[WHAT TO DO]
How many lines in these records hold the string "large"? Reply with the number alone.

[SOURCE MATERIAL]
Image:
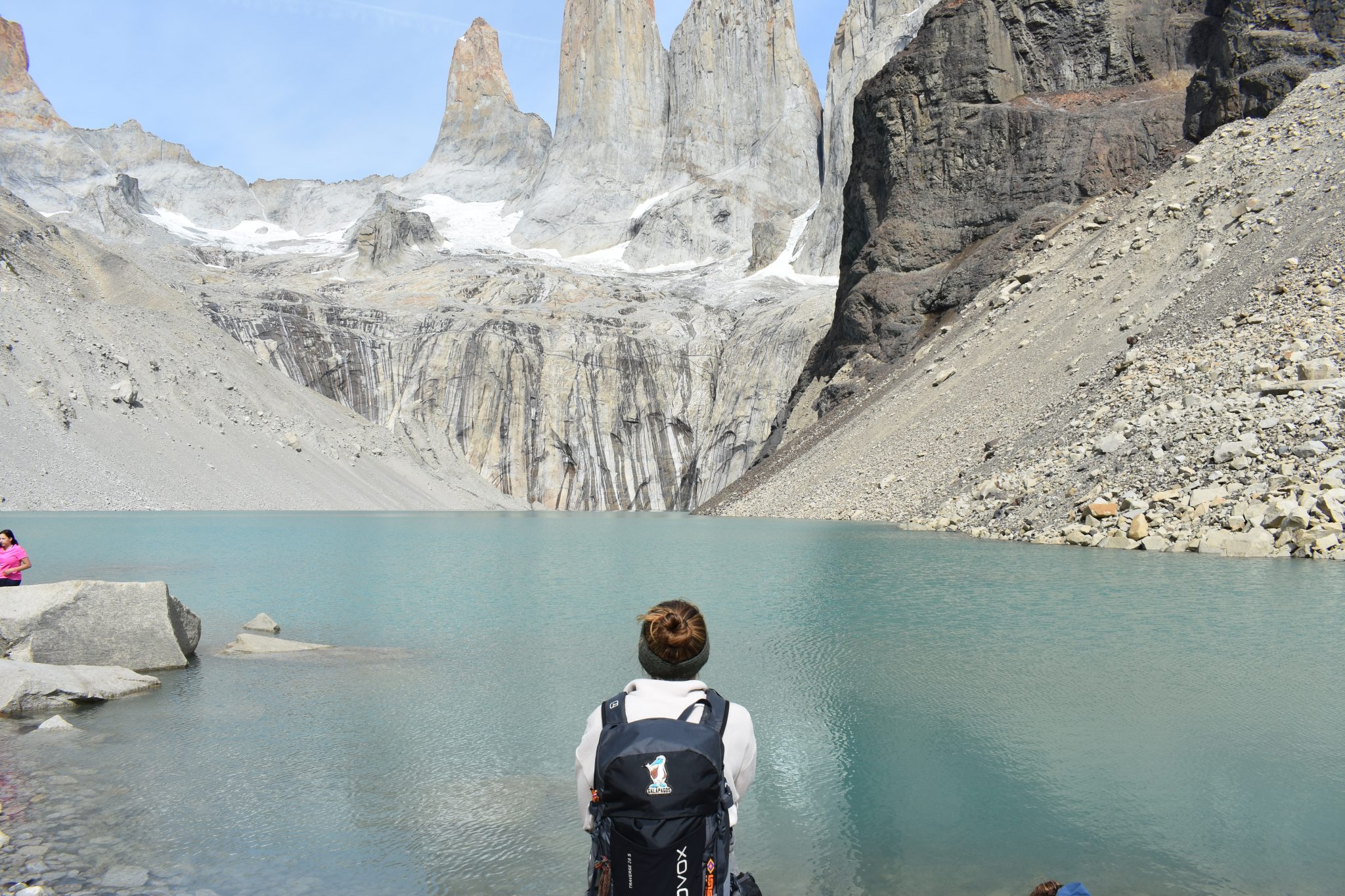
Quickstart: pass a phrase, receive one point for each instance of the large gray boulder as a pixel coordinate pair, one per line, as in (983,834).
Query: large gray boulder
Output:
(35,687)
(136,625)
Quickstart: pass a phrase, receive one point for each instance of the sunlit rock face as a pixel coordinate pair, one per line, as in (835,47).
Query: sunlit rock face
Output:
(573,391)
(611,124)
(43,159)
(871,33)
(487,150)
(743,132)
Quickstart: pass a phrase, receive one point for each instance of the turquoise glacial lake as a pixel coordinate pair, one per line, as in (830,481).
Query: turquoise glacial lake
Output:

[RESPONSE BELOW]
2